Work task: All of the data that follows should be written out exactly.

Data supplied:
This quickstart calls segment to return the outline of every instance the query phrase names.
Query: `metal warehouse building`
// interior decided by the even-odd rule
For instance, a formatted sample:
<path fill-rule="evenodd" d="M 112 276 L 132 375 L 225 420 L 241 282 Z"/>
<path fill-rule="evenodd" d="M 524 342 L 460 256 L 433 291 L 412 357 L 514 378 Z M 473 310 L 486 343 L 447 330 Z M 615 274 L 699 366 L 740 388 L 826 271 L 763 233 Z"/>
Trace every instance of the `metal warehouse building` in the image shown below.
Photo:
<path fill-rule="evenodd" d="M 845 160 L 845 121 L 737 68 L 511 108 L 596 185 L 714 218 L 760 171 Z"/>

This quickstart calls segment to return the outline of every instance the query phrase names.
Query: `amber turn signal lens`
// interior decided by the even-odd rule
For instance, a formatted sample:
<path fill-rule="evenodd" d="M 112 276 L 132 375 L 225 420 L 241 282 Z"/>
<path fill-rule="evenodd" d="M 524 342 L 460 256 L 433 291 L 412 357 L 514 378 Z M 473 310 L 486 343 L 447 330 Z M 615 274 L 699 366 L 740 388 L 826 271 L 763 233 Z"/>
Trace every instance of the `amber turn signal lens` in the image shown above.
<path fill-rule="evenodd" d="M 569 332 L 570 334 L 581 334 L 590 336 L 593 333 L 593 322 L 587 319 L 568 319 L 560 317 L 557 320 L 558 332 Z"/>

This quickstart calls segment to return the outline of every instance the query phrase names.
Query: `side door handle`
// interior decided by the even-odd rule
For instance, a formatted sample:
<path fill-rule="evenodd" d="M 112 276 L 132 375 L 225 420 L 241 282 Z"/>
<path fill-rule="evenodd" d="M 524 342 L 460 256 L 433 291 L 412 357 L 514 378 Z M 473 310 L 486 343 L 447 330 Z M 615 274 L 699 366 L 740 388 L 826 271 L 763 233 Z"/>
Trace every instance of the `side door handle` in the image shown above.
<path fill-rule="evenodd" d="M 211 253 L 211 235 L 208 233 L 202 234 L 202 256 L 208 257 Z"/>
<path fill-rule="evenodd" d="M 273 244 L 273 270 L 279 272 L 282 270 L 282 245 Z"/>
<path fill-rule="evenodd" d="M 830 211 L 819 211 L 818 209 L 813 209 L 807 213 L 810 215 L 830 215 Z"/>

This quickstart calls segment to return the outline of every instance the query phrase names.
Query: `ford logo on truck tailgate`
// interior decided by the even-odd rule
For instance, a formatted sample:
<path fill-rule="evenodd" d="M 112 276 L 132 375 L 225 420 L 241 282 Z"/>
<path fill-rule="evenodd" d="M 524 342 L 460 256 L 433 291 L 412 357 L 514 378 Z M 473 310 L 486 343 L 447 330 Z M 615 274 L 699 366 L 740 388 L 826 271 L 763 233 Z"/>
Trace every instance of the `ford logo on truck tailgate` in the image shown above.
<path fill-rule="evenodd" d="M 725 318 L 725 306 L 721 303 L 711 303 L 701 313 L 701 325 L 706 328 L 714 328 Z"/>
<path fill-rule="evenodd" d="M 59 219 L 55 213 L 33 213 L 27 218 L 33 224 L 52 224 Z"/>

Response to the task:
This quickstart calls segment to return the outline of every instance the query phrase names.
Query: `metal warehouse building`
// interior decided by the even-odd rule
For instance, a formatted sample:
<path fill-rule="evenodd" d="M 112 276 L 132 375 L 225 420 L 241 282 Z"/>
<path fill-rule="evenodd" d="M 524 342 L 460 256 L 433 291 L 412 357 L 514 378 Z M 473 310 L 486 343 L 447 330 Z M 615 274 L 699 366 L 740 388 L 826 271 L 763 233 Z"/>
Trace every instance of the `metal warehouse building` in the image shown below.
Photo:
<path fill-rule="evenodd" d="M 845 160 L 845 121 L 737 68 L 511 108 L 596 185 L 714 218 L 760 171 Z"/>

This quickstart calls segment to return the outline of every instance the query phrase names.
Query: `amber turn signal lens`
// interior decided by the even-odd rule
For instance, a formatted sample:
<path fill-rule="evenodd" d="M 112 276 L 132 375 L 225 420 L 241 282 Z"/>
<path fill-rule="evenodd" d="M 524 342 L 460 256 L 433 291 L 412 357 L 514 378 Z M 473 310 L 486 343 L 447 330 Z M 615 274 L 699 366 L 740 388 L 826 271 L 763 233 Z"/>
Trace every instance of the `amber turn signal lens` in the image shown above.
<path fill-rule="evenodd" d="M 569 332 L 570 334 L 581 334 L 590 336 L 593 333 L 593 322 L 587 319 L 568 319 L 560 317 L 557 320 L 558 332 Z"/>

This quickstart calls segment to return the outline of every instance the query phrase names.
Query: `side door handle`
// interior decided by the even-odd rule
For instance, a formatted sample:
<path fill-rule="evenodd" d="M 112 276 L 132 375 L 225 420 L 241 282 Z"/>
<path fill-rule="evenodd" d="M 524 342 L 460 256 L 433 291 L 412 357 L 514 378 Z M 473 310 L 486 343 L 447 330 Z M 615 274 L 699 366 L 740 388 L 826 271 L 763 233 Z"/>
Trace every instance of the `side door handle` in the image shown above.
<path fill-rule="evenodd" d="M 211 253 L 211 235 L 208 233 L 202 234 L 202 256 L 208 257 Z"/>
<path fill-rule="evenodd" d="M 273 244 L 273 270 L 279 272 L 282 270 L 282 245 Z"/>
<path fill-rule="evenodd" d="M 830 211 L 819 211 L 818 209 L 813 209 L 807 213 L 810 215 L 830 215 Z"/>

This quickstart calls segment to return the outline of every instance the query phrase names.
Query: `ford logo on truck tailgate`
// interior decided by the even-odd rule
For instance, a formatted sample:
<path fill-rule="evenodd" d="M 112 276 L 132 375 L 225 420 L 241 282 Z"/>
<path fill-rule="evenodd" d="M 524 342 L 460 256 L 433 291 L 412 357 L 514 378 Z M 473 310 L 486 343 L 447 330 Z M 615 274 L 699 366 L 740 388 L 826 271 L 763 233 Z"/>
Trace every instance of the `ford logo on truck tailgate` in the image shown above.
<path fill-rule="evenodd" d="M 725 318 L 725 306 L 721 303 L 711 303 L 701 313 L 701 325 L 706 328 L 714 328 Z"/>
<path fill-rule="evenodd" d="M 59 219 L 55 213 L 33 213 L 27 218 L 33 224 L 52 224 Z"/>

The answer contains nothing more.